- [Dataset records]
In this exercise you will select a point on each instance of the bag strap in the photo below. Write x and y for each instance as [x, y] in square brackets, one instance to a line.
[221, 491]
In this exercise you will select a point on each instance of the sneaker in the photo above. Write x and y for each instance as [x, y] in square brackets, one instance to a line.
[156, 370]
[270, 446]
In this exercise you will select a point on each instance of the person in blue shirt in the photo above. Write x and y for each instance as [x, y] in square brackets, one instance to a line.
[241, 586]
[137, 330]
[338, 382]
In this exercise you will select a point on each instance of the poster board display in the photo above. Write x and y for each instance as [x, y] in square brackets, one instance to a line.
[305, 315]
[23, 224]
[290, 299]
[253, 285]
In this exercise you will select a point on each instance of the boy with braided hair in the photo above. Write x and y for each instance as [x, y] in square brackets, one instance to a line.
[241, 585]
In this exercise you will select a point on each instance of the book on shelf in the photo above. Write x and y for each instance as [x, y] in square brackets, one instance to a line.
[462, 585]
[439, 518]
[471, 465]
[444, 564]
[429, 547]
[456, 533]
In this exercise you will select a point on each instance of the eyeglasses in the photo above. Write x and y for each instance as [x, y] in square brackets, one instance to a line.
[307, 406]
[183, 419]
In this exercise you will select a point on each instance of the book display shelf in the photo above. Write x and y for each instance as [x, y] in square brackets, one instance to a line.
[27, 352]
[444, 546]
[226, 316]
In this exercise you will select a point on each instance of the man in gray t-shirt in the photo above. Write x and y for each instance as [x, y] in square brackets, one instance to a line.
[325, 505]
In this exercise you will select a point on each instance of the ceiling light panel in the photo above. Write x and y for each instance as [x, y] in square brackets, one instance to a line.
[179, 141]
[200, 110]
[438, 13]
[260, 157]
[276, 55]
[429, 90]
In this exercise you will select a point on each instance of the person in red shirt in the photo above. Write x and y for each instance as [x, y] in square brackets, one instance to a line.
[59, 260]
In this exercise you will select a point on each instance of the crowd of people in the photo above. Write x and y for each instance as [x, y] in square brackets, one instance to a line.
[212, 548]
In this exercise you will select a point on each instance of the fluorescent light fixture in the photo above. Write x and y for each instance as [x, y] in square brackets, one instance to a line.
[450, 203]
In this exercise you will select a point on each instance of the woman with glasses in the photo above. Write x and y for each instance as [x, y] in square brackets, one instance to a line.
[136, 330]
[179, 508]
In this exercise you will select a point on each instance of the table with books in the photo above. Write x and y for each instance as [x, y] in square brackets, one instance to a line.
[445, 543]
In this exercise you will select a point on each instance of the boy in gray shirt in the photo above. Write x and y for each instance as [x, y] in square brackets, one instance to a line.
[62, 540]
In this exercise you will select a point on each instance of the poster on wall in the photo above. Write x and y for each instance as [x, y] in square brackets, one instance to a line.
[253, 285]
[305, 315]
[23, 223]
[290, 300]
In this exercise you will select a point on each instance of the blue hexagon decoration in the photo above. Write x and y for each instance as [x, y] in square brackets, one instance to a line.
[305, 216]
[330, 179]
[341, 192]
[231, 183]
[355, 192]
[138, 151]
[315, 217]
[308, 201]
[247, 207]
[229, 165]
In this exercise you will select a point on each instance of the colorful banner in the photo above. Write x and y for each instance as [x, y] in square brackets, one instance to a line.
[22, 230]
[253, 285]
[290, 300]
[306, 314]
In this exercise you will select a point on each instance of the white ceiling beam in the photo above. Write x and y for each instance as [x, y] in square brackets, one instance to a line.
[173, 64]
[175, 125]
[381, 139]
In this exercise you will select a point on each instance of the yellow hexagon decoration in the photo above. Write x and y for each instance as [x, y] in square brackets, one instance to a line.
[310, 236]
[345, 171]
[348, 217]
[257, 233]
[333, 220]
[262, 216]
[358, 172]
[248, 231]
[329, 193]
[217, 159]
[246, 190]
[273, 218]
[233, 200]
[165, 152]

- [Goal of the exercise]
Rewrite all of the records above with "exercise" swapped for "task" wherever it occurs, leaving everything else unchanged.

- [Exercise output]
In this task you will select a point on each instance of the bag strap in the photo below. Write x and y for each instance as [x, y] in square brackets, one instance to a line.
[221, 491]
In this task you will select a point on each instance of the sneaker in the photo above. Write x and y for each instance as [x, y] in square brackets, one instance to a line.
[156, 370]
[270, 446]
In this task you will select a point on each instance of the person in blue shirt in the photo above. Write x and y for each instance as [x, y] in square brackets, one instance to a line.
[241, 586]
[137, 330]
[338, 382]
In this task you will select a point on each instance of the poster board display in the photo above. Write x and y for each instance as [x, y] in square brackets, one instance to a line.
[305, 315]
[23, 224]
[290, 299]
[253, 285]
In this task you will select a point on each instance of the boy with braided hair in the photo above. Write x and y for each instance as [x, y] in square brackets, one instance to a line.
[241, 585]
In this task you will select a point on each instance of the book on shelf in the photo above. Write x and y for each instance as [x, y] in square brackets, one instance to a line.
[462, 585]
[439, 518]
[471, 465]
[444, 564]
[429, 547]
[456, 533]
In this task you will select a point on each instance of the eyeglasses in the photo above. Write x and y for each instance as [x, y] in square brackets, one instance to a line.
[307, 406]
[183, 419]
In this task you will select a point on each instance of the book display shelf in the photo above. Write x and y for each instance as [x, y] in square brackets, one instance to a line.
[27, 352]
[444, 546]
[226, 316]
In this task you will select a point on each instance of the man in gray t-shirt in the photo above. Write x and y for each instance as [x, y] in square brackets, one instance to a line.
[325, 505]
In this task you will select a point on each instance of the ceiling light panel in the photo above. Write x and y for each instance as [x, y] in square brackets, one instance to a line.
[179, 141]
[200, 110]
[438, 13]
[260, 157]
[276, 55]
[429, 90]
In this task you will select a point on each instance of the person in red shirt in the photo above. Write x and y for each instance as [x, y] in square brackets, one instance to a line.
[59, 260]
In this task you will select a point on each instance of the crowd of people in the photo above. Write x and y for each instance as [x, y] in square brackets, one instance to a line.
[212, 548]
In this task you will select a point on each instance of the fluorescent light fixture in the photo above. Write x and y for each instance as [x, y] in square brackets, one instance to a line.
[450, 203]
In this task you will select a point on each instance of the woman with glasses in the photo above. Write x and y for each instance as [x, y] in square brackets, one instance to a line.
[136, 330]
[179, 508]
In this task you will select a point on each instance of the table with books in the photo above. Write x and y for each instance as [x, y] in square brackets, one instance to a line.
[445, 543]
In this task you will select a point on each instance of the boy in gray shirt in the photo above. Write x and y for each instance as [x, y] in square brackets, one instance to a line.
[62, 540]
In this task you will select a point on each instance of the poster on wall in the photo above. Write x and y for each instance as [x, y] in square brackets, one instance to a line.
[253, 285]
[305, 315]
[23, 223]
[290, 300]
In this task you will select a point on each instance of the blue hexagon decoration in the photo above. Write x and y for each instance as [x, y] in square brackets, one instance to a line.
[305, 216]
[330, 179]
[341, 192]
[231, 183]
[355, 192]
[138, 151]
[315, 217]
[308, 201]
[247, 207]
[229, 165]
In this task you will select a point on each instance of the colorful banner in the photo above. Write x and y for each instance as [x, y] in square brackets, one instance to a line.
[22, 230]
[253, 285]
[290, 300]
[306, 314]
In this task you will select a point on each instance of the white ceiling beam in the photo above. Write x and y for each instance as [x, y] in square brackets, one instance to a line.
[173, 64]
[175, 125]
[381, 139]
In this task you will select a point on each instance of the yellow hexagon decoration in the photo above. Write x and y for each instance as [x, y] in square brackets, one instance to a line.
[310, 236]
[345, 171]
[348, 217]
[257, 233]
[333, 220]
[262, 216]
[358, 172]
[248, 231]
[329, 193]
[217, 159]
[246, 190]
[273, 218]
[233, 200]
[165, 152]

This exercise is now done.